Scan the entries below for the word "front". Copy out every line in which it occurs.

+++ Information provided +++

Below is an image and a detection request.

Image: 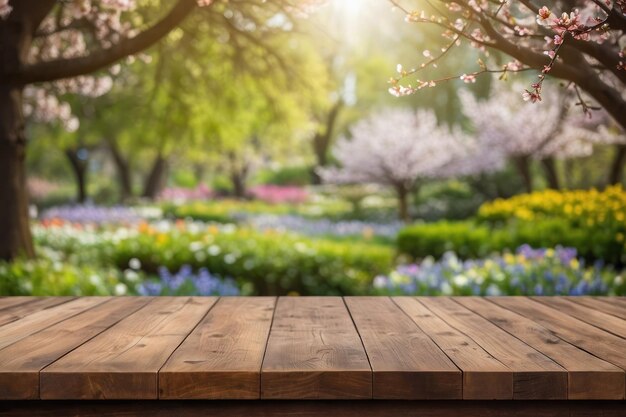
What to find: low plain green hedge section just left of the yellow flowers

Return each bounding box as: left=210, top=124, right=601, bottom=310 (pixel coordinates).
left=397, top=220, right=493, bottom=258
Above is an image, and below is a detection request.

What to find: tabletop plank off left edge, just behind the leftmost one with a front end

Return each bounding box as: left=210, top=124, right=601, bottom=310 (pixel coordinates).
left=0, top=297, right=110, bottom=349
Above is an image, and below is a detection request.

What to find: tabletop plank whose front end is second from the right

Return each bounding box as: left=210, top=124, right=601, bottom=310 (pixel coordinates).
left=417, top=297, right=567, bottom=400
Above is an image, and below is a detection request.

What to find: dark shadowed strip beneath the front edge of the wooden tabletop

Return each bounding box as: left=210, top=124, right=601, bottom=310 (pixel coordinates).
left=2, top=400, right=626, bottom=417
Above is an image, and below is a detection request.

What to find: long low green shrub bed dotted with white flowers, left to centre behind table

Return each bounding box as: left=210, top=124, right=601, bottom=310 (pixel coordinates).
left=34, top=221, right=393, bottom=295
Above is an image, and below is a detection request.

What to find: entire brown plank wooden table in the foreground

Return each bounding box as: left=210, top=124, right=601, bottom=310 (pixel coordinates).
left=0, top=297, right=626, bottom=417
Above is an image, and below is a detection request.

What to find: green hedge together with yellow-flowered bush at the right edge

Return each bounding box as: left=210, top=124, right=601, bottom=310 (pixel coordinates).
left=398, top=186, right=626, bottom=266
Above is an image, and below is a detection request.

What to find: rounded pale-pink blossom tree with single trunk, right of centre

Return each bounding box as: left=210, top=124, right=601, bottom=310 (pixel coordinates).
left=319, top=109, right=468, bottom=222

+++
+++ Information provided +++

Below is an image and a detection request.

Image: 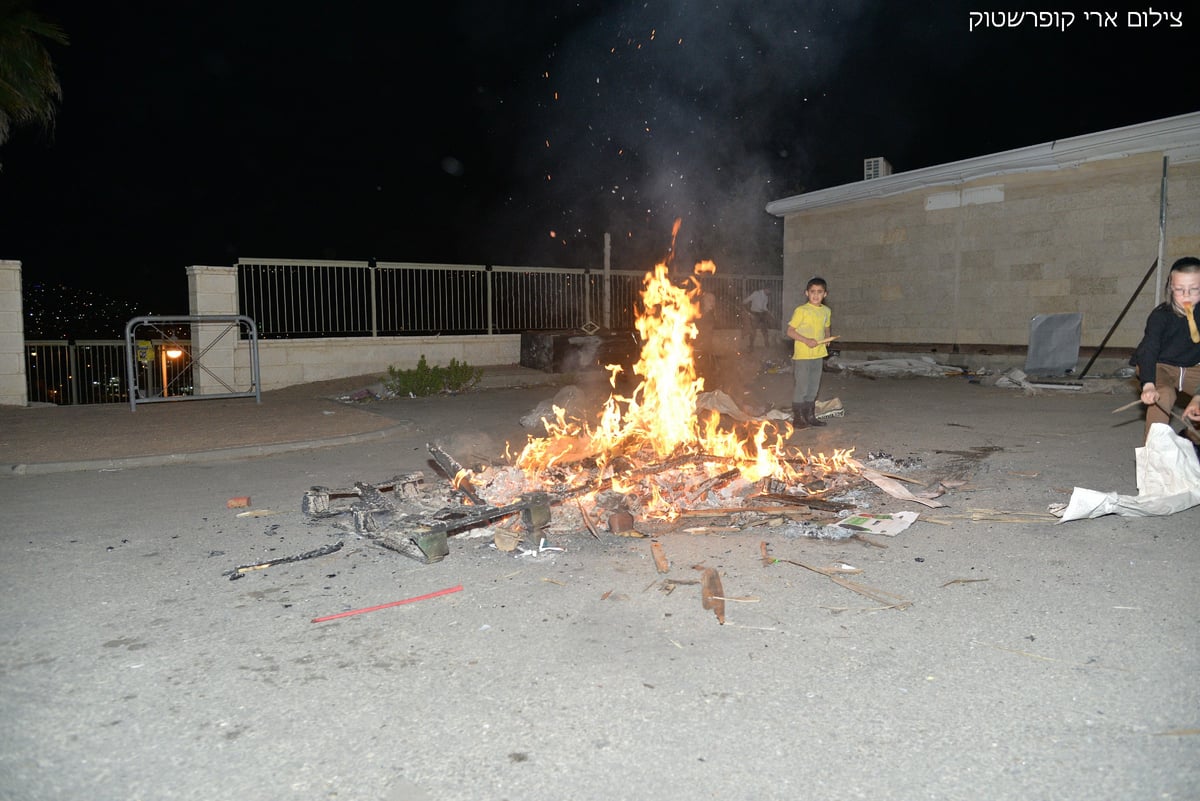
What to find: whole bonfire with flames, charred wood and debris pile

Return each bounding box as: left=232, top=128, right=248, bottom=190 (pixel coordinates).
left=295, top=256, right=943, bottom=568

+++

### Finished exercise
What to find: tabletop plank off left edge, just behind the leftmost one with a front end
What to find: tabletop plank whose front end is second from the right
What to find: dark shadowed strip beneath the front edge of the wooden tabletop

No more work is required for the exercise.